→ **課題 1**
原文によると、同社は空力、音響、熱などのアプリケーションごとに何を設置しているか。
→ **課題 2**
原文にある一文「同社では、ユーザーサポートにも非常に力を入れて取り組んでいる。」を英語に訳すこと。
→ **課題 3**
原文のうち「専門部隊による手厚いサポート」から「どしています」(石川社長)。」までの部分を、両端の語句も含めてそのまま返してください。

→ **原文**
PowerFLOWによる結果をレンダリング処理した画像

 もう1つ、最近同社が力を入れているのは、設計最適化ツールとの連携だという。ある課題について1回だけ計算し、それに基づいて人が判断するという手法ではなく、設計最適化ツールを用いて設計初期の段階で複数の条件を同時検討してしまう。同社では、最適化ツールと同社製品との橋渡しとなるインターフェイスも提供している。

専門部隊による手厚いサポート

 同社では、ユーザーサポートにも非常に力を入れて取り組んでいる。同社は、空力、音響、熱などのアプリケーションごとに専門のサポート部隊を設置している。彼らが顧客の抱える課題を的確に把握したうえで、手法開発もする。「わたしどももアプリケーションをよく理解したうえで、お客さまに単に使い方だけをお伝えするのではなく、あくまで設計開発に使えるようにするための設定や、信頼性の高い検証データ提供などしています」(石川社長)。

 単なる電話やメールの対応だけではなく、同社のサポートスタッフが企業に直接伺ったうえで、顧客とともに実際の課題に取り組んでいる。実験と計算のコリレーションを取るため、ときに顧客企業の実験設備に入って検討することもあるとのことだ。ソフトウェアだけではなく、ハードウェアも含めたコンサルテーションを行っている。

→ **資料一覧**
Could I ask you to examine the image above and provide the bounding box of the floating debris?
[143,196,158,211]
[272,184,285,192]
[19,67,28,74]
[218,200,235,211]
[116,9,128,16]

→ **解答 1**
専門のサポート部隊を設置している。

→ **解答 2**
The company also puts a great deal of effort into user support.

→ **解答 3**
専門部隊による手厚いサポート

 同社では、ユーザーサポートにも非常に力を入れて取り組んでいる。同社は、空力、音響、熱などのアプリケーションごとに専門のサポート部隊を設置している。彼らが顧客の抱える課題を的確に把握したうえで、手法開発もする。「わたしどももアプリケーションをよく理解したうえで、お客さまに単に使い方だけをお伝えするのではなく、あくまで設計開発に使えるようにするための設定や、信頼性の高い検証データ提供などしています」(石川社長)。